WHAT IS REQUIRED -
Repeat exactly, and only, the lines from the one containing "capital in this photo." through the end of the records.

• • • •

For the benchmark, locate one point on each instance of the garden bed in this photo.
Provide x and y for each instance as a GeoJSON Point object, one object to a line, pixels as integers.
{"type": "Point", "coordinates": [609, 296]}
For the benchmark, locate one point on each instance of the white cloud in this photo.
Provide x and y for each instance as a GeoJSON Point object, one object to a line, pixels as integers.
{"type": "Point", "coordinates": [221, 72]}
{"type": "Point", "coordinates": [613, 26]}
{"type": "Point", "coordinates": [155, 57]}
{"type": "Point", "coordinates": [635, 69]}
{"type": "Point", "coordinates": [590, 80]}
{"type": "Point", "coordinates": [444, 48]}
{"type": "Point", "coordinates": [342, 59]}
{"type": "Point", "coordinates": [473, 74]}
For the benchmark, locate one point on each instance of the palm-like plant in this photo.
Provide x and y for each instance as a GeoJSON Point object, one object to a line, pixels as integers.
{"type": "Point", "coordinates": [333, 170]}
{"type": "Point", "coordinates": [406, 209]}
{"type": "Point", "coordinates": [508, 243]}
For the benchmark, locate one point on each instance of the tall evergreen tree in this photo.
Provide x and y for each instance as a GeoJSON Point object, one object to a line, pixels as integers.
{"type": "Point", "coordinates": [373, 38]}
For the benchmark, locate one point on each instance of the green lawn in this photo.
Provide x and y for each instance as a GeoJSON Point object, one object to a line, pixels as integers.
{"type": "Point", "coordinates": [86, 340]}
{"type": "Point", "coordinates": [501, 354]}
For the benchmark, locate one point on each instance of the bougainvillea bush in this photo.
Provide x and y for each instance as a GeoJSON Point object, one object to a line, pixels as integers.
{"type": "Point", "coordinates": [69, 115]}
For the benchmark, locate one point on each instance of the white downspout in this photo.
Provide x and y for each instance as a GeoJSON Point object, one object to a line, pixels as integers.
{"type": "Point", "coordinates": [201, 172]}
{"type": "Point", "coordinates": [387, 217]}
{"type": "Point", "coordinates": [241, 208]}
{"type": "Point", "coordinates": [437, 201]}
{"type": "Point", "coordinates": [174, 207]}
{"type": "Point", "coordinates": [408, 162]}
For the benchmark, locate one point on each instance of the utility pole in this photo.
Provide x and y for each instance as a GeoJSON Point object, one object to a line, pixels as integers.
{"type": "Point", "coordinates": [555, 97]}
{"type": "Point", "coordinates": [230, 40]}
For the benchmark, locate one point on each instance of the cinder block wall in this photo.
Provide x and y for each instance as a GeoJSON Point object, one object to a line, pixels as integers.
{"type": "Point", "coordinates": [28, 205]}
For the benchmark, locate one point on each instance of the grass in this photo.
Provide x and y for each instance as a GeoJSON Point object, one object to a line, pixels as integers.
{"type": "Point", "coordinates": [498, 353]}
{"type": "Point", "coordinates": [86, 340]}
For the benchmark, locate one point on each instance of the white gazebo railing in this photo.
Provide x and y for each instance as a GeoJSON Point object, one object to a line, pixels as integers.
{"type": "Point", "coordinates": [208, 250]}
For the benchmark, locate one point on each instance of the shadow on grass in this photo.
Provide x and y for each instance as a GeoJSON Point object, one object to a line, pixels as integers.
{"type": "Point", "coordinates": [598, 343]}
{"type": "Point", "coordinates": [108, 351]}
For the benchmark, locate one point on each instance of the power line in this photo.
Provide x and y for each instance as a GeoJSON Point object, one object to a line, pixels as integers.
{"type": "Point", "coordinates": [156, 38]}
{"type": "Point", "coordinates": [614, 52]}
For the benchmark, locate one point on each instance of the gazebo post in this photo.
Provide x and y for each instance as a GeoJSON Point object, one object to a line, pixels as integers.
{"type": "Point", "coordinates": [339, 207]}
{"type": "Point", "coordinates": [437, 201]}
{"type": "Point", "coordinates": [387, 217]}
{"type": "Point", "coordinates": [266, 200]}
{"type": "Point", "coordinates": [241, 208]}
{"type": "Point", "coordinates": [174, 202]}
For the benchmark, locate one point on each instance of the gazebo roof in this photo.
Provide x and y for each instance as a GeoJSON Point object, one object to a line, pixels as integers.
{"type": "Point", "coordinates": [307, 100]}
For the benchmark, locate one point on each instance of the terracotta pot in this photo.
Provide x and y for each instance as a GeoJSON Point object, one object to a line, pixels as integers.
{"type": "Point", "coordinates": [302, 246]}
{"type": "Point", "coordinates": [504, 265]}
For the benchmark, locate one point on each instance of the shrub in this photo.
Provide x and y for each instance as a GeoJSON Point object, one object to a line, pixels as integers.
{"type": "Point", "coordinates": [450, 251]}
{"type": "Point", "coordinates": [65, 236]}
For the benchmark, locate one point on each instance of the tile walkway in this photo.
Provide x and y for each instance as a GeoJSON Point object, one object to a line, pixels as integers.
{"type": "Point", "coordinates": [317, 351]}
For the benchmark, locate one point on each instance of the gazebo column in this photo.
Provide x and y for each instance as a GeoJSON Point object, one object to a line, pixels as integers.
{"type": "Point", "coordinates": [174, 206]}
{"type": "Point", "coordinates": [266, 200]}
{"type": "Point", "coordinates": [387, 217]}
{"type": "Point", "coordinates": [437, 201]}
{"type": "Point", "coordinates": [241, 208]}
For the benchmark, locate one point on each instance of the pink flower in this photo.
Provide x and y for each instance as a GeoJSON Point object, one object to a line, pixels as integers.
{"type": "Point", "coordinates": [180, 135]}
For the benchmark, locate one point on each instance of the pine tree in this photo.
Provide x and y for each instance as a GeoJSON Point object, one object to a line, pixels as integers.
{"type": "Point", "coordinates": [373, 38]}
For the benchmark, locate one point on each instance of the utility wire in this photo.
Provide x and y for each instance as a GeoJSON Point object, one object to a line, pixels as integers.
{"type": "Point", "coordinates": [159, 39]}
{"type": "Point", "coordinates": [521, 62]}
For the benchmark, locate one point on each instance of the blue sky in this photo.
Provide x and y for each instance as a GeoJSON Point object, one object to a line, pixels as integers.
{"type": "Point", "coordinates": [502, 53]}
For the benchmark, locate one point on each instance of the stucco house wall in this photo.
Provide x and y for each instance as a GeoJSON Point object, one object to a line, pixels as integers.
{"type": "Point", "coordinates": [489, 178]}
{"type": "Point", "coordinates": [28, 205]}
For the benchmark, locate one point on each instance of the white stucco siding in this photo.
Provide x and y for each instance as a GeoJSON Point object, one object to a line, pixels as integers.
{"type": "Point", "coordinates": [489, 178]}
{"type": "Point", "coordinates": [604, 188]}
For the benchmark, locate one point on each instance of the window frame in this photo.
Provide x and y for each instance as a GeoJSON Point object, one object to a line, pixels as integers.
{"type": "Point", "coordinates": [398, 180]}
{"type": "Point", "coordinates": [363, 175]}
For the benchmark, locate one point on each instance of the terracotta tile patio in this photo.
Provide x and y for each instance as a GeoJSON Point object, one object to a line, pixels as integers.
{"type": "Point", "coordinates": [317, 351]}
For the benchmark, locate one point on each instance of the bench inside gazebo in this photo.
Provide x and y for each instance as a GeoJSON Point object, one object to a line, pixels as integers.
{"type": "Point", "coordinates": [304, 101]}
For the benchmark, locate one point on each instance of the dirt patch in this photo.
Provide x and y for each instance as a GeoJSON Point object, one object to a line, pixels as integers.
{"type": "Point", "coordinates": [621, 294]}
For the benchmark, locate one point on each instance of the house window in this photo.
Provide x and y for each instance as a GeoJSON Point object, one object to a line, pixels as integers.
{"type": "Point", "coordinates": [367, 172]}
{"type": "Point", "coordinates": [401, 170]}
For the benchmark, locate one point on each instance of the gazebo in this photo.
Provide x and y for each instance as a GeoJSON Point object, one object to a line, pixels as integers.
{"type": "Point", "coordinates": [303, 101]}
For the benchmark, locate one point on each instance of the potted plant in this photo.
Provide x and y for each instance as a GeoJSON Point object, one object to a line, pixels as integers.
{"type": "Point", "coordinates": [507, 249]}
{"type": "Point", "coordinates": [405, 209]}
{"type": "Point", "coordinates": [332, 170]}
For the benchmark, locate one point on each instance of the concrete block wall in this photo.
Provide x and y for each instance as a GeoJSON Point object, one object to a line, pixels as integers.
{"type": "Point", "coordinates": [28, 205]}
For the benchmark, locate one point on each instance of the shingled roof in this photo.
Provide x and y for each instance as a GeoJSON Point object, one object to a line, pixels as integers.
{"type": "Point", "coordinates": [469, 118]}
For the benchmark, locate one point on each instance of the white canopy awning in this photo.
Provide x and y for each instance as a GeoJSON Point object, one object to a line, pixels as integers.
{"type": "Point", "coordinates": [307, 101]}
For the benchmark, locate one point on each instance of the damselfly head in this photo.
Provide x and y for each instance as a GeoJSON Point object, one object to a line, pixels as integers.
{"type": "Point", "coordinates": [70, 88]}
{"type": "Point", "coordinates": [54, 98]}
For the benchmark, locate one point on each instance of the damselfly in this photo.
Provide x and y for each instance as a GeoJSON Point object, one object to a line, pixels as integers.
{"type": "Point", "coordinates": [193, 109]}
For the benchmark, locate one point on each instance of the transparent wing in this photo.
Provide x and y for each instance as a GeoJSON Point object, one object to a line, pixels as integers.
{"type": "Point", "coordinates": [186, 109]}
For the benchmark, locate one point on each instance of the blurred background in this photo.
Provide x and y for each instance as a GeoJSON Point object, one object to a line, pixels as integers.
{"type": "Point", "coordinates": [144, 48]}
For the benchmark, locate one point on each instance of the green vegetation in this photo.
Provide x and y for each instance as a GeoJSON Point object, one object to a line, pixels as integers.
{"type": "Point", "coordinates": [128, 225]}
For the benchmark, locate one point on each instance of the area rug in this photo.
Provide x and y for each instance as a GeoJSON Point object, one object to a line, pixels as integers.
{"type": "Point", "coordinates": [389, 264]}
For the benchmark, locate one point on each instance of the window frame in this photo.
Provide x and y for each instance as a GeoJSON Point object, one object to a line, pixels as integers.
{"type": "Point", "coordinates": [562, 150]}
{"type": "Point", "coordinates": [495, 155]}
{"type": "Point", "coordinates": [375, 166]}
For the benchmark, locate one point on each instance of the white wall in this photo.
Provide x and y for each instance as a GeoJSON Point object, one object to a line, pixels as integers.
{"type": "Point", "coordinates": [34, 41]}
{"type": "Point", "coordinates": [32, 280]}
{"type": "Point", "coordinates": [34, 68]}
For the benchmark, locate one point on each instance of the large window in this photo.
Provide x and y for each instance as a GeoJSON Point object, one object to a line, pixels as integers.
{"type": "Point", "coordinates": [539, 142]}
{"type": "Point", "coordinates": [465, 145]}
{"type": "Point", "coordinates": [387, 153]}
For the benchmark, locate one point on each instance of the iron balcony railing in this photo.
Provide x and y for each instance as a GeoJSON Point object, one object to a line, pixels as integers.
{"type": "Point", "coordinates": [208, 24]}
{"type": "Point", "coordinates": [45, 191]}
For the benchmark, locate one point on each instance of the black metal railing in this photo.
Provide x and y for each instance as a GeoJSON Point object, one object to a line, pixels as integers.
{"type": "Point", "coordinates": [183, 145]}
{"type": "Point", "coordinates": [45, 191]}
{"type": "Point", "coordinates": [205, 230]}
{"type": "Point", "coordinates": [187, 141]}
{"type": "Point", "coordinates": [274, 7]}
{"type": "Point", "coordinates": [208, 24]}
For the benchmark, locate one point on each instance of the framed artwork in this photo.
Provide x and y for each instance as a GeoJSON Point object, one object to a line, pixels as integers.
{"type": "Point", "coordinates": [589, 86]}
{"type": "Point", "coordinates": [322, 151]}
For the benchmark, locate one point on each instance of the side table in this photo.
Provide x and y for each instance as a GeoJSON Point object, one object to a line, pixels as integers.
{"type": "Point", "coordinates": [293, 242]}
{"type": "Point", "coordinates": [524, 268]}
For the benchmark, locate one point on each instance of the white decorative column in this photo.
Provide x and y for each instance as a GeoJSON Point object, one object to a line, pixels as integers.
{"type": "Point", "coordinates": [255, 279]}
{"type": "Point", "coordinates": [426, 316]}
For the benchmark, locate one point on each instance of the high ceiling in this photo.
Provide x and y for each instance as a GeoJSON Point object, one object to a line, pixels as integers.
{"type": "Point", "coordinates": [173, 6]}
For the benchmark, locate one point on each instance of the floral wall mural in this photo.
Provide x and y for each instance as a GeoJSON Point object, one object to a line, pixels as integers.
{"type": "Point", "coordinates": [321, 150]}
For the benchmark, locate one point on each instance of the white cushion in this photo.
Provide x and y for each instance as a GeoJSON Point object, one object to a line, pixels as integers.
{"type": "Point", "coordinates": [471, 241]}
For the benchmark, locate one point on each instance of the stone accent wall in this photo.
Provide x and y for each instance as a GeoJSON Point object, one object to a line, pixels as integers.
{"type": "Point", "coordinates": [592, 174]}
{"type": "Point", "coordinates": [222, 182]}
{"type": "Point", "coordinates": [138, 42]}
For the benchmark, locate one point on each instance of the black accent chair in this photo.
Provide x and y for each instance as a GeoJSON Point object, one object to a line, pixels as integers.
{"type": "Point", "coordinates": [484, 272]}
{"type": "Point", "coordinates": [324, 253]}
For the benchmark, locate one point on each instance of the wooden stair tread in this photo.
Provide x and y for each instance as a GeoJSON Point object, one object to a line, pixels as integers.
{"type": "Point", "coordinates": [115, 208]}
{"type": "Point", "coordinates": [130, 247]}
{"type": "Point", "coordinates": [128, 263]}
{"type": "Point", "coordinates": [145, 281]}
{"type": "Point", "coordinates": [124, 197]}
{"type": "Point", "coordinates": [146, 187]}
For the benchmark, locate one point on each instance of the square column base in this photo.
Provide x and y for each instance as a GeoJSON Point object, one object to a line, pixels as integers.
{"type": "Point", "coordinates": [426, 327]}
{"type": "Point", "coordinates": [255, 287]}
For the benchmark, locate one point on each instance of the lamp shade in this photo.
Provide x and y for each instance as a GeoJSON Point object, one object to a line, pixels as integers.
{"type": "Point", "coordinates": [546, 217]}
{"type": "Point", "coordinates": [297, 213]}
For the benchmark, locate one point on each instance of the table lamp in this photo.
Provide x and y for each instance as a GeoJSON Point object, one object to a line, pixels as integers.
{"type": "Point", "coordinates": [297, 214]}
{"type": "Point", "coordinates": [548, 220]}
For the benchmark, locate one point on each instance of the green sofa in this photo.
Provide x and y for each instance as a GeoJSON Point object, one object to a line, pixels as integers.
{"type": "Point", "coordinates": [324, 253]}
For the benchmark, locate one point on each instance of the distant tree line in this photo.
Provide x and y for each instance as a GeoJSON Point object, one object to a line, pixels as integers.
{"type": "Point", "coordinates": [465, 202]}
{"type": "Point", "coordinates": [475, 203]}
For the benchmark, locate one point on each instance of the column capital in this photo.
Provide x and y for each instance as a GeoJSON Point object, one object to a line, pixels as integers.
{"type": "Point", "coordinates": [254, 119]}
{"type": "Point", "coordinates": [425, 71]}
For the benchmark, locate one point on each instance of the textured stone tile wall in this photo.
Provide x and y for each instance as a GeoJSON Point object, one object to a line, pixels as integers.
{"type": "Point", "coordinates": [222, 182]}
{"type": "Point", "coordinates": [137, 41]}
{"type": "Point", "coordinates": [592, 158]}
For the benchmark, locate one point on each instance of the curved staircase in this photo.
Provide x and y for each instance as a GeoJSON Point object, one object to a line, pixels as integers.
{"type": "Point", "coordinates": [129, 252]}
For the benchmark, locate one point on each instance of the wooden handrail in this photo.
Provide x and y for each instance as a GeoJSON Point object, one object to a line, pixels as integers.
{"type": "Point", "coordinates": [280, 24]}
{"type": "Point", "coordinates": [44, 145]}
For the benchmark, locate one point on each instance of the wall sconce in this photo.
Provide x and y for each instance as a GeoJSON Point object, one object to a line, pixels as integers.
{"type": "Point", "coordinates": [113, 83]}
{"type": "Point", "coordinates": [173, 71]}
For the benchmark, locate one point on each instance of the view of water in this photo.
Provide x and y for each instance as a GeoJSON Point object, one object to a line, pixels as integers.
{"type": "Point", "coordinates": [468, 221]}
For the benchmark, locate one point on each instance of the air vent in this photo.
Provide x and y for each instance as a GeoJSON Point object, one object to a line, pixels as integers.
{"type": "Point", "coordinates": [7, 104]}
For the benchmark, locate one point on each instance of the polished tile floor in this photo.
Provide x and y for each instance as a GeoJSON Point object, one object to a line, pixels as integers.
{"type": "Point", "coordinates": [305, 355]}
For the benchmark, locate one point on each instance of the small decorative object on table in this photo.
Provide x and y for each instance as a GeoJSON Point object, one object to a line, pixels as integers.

• • • •

OUTPUT -
For the benchmark, locate one point on each instance of the column capital in this photo.
Provide x and y for each instance as a GeoJSON Point object, one object to a line, pixels as integers.
{"type": "Point", "coordinates": [254, 119]}
{"type": "Point", "coordinates": [425, 71]}
For the benchmark, locate one point on each instance of the textured stone tile wall in this photo.
Provide x and y for each instance as a GeoJSON Point object, one object to a line, pixels as integers.
{"type": "Point", "coordinates": [222, 182]}
{"type": "Point", "coordinates": [137, 41]}
{"type": "Point", "coordinates": [592, 158]}
For the benchmark, locate one point on each instance of the curved staircase in this photo.
Provide x and y for each instance as a GeoJSON Point object, one object to a line, pixels as integers.
{"type": "Point", "coordinates": [129, 252]}
For the benchmark, locate one point on each instance of the wooden handrail in this photo.
Provide x and y for each instance as a GeoJSON Point object, one object to a line, pixels as integers.
{"type": "Point", "coordinates": [280, 24]}
{"type": "Point", "coordinates": [44, 145]}
For the benchmark, locate one point on each instance of the wall sconce in this photo.
Provide x and y for each instance as a GeoJSON Point object, one object to a line, pixels as integers.
{"type": "Point", "coordinates": [113, 83]}
{"type": "Point", "coordinates": [173, 71]}
For the benchmark, locate one point on each instance of the view of water in this photo.
Provide x and y for each instance as a GeoJSON Point object, one object to a line, pixels as integers.
{"type": "Point", "coordinates": [468, 221]}
For the benchmark, locate one point on each instance of the air vent in this photo.
Provide x and y for each instance as a GeoJSON Point object, one object to a line, pixels as integers.
{"type": "Point", "coordinates": [7, 104]}
For the benchmark, locate one point on each instance of the polished tile floor in this photo.
Provide x and y for each instance as a GeoJSON Point object, one object to a line, pixels as integers.
{"type": "Point", "coordinates": [305, 355]}
For the benchmark, locate one point on each instance of the small decorative object on table in this photo.
Provide x and y for each instance as a GeoJSON Point object, one object to a line, pixels as integers.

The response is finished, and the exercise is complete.